◆ Instruction:
Show each line of the listing below that contains the string "xmin". Case counts.

————

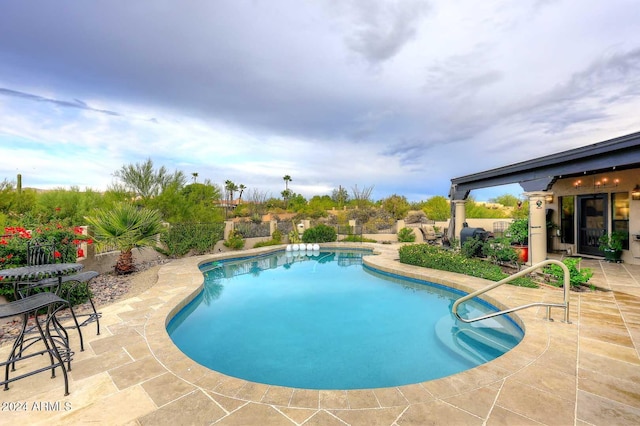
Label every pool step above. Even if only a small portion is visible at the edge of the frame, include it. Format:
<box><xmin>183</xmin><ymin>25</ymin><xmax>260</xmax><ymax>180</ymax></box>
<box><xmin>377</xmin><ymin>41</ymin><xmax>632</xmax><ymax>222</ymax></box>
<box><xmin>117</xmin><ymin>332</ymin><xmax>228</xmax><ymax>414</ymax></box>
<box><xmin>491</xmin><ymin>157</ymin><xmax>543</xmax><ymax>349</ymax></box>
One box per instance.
<box><xmin>435</xmin><ymin>315</ymin><xmax>522</xmax><ymax>365</ymax></box>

————

◆ Full answer:
<box><xmin>183</xmin><ymin>25</ymin><xmax>260</xmax><ymax>180</ymax></box>
<box><xmin>377</xmin><ymin>41</ymin><xmax>632</xmax><ymax>222</ymax></box>
<box><xmin>117</xmin><ymin>332</ymin><xmax>228</xmax><ymax>414</ymax></box>
<box><xmin>491</xmin><ymin>157</ymin><xmax>543</xmax><ymax>349</ymax></box>
<box><xmin>435</xmin><ymin>315</ymin><xmax>522</xmax><ymax>365</ymax></box>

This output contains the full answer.